◆ Stated task
Retype all of the data. Every line must match exactly.

◆ Material shown
* begin *

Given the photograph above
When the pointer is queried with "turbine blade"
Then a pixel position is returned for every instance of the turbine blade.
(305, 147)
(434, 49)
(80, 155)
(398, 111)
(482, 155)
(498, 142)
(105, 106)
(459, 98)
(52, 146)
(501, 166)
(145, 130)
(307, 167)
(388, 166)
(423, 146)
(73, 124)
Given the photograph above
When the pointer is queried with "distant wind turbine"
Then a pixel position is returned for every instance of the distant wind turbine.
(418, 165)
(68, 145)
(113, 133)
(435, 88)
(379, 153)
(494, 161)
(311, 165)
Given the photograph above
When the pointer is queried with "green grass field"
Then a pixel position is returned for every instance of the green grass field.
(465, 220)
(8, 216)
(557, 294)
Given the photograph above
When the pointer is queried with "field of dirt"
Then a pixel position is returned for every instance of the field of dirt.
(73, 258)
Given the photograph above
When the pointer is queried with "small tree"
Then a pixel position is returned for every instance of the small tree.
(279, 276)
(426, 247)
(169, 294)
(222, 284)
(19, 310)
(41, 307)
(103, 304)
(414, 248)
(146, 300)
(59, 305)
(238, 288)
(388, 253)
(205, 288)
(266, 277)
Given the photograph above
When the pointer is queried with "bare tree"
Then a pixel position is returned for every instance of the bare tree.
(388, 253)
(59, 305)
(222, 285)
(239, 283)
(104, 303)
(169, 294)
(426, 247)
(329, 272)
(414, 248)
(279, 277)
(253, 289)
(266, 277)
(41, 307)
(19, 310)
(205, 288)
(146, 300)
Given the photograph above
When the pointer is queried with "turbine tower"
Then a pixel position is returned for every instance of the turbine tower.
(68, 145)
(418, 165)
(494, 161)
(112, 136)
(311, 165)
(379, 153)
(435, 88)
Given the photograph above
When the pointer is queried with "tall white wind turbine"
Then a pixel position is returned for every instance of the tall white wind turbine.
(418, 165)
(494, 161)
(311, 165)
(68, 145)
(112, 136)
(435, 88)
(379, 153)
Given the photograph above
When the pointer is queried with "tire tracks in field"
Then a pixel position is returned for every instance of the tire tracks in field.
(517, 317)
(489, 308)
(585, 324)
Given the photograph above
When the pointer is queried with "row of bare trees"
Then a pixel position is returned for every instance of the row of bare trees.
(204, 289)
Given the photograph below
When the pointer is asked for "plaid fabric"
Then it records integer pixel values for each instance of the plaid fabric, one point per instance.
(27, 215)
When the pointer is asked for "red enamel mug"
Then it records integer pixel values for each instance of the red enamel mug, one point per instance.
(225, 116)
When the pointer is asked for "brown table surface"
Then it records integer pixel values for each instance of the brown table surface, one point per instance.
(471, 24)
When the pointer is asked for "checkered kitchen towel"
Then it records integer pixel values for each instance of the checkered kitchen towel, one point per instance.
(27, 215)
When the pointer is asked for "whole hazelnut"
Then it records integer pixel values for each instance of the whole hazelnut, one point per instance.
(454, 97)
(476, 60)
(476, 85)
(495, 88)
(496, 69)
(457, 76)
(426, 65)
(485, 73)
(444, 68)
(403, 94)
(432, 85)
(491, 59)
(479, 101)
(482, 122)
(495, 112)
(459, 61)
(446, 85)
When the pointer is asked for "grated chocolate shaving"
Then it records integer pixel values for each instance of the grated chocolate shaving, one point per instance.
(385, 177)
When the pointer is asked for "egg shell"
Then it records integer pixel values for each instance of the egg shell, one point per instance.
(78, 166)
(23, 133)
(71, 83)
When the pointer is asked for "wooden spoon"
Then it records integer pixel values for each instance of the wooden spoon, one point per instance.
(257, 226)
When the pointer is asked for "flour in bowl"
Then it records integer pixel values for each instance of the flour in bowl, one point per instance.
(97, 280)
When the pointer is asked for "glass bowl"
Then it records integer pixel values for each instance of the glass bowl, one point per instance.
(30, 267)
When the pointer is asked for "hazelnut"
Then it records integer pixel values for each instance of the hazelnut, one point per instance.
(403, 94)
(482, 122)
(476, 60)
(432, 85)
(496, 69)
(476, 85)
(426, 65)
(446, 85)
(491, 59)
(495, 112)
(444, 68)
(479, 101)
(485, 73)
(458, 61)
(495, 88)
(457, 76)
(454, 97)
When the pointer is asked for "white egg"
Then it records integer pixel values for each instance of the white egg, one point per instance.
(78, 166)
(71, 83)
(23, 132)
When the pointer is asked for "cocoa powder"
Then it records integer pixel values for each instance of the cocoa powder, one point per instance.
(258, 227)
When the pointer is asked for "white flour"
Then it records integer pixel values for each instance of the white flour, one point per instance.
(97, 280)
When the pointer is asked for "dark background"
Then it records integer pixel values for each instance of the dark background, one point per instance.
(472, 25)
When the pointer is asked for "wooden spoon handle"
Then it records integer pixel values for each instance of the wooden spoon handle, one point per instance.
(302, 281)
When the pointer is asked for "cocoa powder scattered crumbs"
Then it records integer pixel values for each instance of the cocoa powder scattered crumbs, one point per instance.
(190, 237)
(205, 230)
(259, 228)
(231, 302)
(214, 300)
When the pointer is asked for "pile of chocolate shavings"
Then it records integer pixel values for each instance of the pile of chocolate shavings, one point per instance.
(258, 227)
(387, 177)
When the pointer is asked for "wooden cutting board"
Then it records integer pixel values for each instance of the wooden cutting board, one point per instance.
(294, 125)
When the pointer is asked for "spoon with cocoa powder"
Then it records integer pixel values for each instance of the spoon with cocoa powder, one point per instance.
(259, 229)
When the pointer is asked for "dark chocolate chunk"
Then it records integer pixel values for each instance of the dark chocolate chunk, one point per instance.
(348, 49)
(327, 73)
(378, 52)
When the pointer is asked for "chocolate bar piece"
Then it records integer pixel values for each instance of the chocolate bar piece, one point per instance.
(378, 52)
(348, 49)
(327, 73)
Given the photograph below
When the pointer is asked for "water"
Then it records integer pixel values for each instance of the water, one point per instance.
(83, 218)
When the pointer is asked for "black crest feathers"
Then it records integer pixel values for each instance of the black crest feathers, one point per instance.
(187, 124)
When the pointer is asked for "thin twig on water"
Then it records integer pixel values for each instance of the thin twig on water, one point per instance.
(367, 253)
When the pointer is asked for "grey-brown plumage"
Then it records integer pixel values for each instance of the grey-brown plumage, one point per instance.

* end *

◆ Solution to this task
Given the photograph above
When the pointer is queried with "turbine blade"
Then a pixel position is returned for every instance of the turbine blade.
(305, 147)
(434, 49)
(80, 155)
(398, 111)
(482, 155)
(498, 142)
(105, 106)
(459, 98)
(52, 146)
(501, 166)
(145, 130)
(307, 167)
(388, 166)
(423, 146)
(73, 124)
Given the photograph above
When the pointer is queried with "distant wind turbine"
Then a pixel position is returned for every instance of the distant wind turbine.
(418, 165)
(68, 145)
(113, 133)
(435, 88)
(379, 153)
(494, 161)
(311, 165)
Given the photograph above
When the pointer is queried with "green grass field"
Then a pixel position is returned for every instance of the green grass field.
(465, 220)
(8, 216)
(557, 294)
Given the photograph above
When the pointer is queried with "field of dirt"
Then a pixel position is returned for every instance of the field of dirt.
(73, 258)
Given the photograph above
When the pointer is queried with "small tree"
Then a pixel position is returned for every instance of the small tree.
(279, 276)
(426, 247)
(169, 294)
(222, 284)
(19, 310)
(41, 307)
(103, 304)
(414, 248)
(146, 300)
(59, 305)
(238, 288)
(388, 253)
(205, 288)
(266, 277)
Given the photograph above
When the pointer is queried with "bare tree"
Then a pixel position is returned for every instance of the bare tree.
(388, 253)
(59, 305)
(222, 285)
(239, 283)
(104, 303)
(169, 294)
(426, 247)
(329, 272)
(414, 248)
(279, 277)
(253, 289)
(266, 277)
(41, 307)
(19, 310)
(205, 288)
(146, 300)
Given the photograph above
When the pointer is queried with "turbine tower"
Then a pixel position is returned for every instance of the turbine tower.
(68, 145)
(418, 165)
(494, 161)
(112, 136)
(311, 165)
(379, 153)
(435, 88)
Given the photograph above
When the pointer is queried with "tall white wind turbine"
Then a pixel position is returned for every instance of the tall white wind turbine.
(418, 165)
(494, 161)
(311, 165)
(68, 145)
(112, 136)
(435, 88)
(379, 153)
Given the photograph above
When the pointer is queried with "tire tracks in field"
Then a pixel position is returned for every instance of the tire tracks in field.
(517, 317)
(489, 308)
(585, 324)
Given the photograph above
When the pointer is queried with "row of bare trees"
Then a pixel position is returned for every instance of the row of bare trees.
(204, 289)
Given the photograph below
When the pointer is asked for "plaid fabric"
Then it records integer pixel values for each instance of the plaid fabric, one point per instance.
(27, 215)
When the pointer is asked for "red enamel mug"
Then it records integer pixel values for each instance of the red enamel mug, one point per instance.
(225, 116)
When the pointer is asked for "brown table surface"
Then it records integer pixel values for each instance of the brown table surface, one point per instance.
(471, 24)
When the pointer is asked for "checkered kitchen towel"
Then it records integer pixel values for each instance of the checkered kitchen towel, one point per instance.
(27, 215)
When the pointer is asked for "whole hazelnut"
Then it records integer pixel values for each instance of the whole hazelnut, one point per instance.
(454, 97)
(476, 60)
(476, 85)
(495, 88)
(496, 69)
(457, 76)
(426, 65)
(485, 73)
(444, 68)
(403, 94)
(432, 85)
(491, 59)
(479, 101)
(482, 122)
(495, 112)
(459, 61)
(446, 85)
When the pointer is asked for "grated chocolate shaving"
Then it records integer pixel values for each instance of the grated chocolate shaving, one point per instance.
(385, 177)
When the pointer is asked for "egg shell"
Then it records integer pixel values for each instance of the egg shell, one point per instance.
(78, 166)
(23, 133)
(71, 83)
When the pointer is asked for "wooden spoon"
Then it records integer pixel values for each instance of the wooden spoon, one point per instance.
(257, 226)
When the pointer is asked for "flour in bowl"
Then it records integer pixel values for each instance of the flour in bowl, one point per instance.
(97, 280)
When the pointer is asked for "glass bowl"
Then it records integer pixel values for each instance of the glass bowl, one point per instance.
(30, 267)
When the pointer is asked for "hazelnut"
Then it records integer pixel values for each instance of the hazelnut, one point per instance.
(403, 94)
(482, 122)
(476, 60)
(432, 85)
(496, 69)
(476, 85)
(426, 65)
(446, 85)
(491, 59)
(495, 112)
(444, 68)
(479, 101)
(485, 73)
(458, 61)
(495, 88)
(457, 76)
(454, 97)
When the pointer is asked for "white egg"
Then it records integer pixel values for each instance of the white egg, one point per instance.
(78, 166)
(71, 83)
(23, 132)
When the pointer is asked for "cocoa powder"
Then it records integer pixel values for each instance of the cocoa powder, one point per instance.
(258, 227)
When the pointer is asked for "white flour"
Then it records integer pixel values for each instance of the white flour, one point per instance.
(97, 280)
When the pointer is asked for "dark background"
Then it records integer pixel values for each instance of the dark background, one point per instance.
(472, 25)
When the pointer is asked for "wooden spoon handle"
Then it records integer pixel values for each instance of the wooden spoon handle, one point per instance.
(302, 281)
When the pointer is asked for "cocoa powder scattered crumbs"
Then it records integer pixel values for each instance of the cocoa powder scattered crumbs, one point per instance.
(190, 237)
(205, 230)
(259, 228)
(231, 302)
(214, 300)
When the pointer is asked for "pile of chocolate shavings"
Then it records integer pixel values for each instance of the pile of chocolate shavings, one point per instance.
(258, 227)
(387, 177)
When the pointer is asked for "wooden cutting board"
Then it records integer pixel values for each instance of the wooden cutting board, one point per instance.
(294, 125)
When the pointer is asked for "spoon with cocoa powder"
Then it records integer pixel values for each instance of the spoon with cocoa powder, one point per instance.
(259, 229)
When the pointer is asked for "dark chocolate chunk"
Then it records integer pixel values for each instance of the dark chocolate chunk, one point per instance.
(348, 49)
(327, 73)
(378, 52)
When the pointer is asked for "chocolate bar piece"
Then it records integer pixel values for each instance of the chocolate bar piece, one point per instance.
(378, 52)
(348, 49)
(327, 73)
Given the photograph below
When the pointer is asked for "water"
Then it records integer pixel values for each instance of the water, one point per instance.
(83, 218)
When the pointer is asked for "black crest feathers"
Then it records integer pixel values for each instance of the black crest feathers, one point per instance.
(187, 124)
When the pointer is asked for "thin twig on water"
Then it records integer pixel values for each instance of the thin twig on water, one point per instance.
(367, 253)
When the pointer is asked for "grey-brown plumage"
Then it records integer pixel values for each instance of the grey-brown plumage, one point per instance.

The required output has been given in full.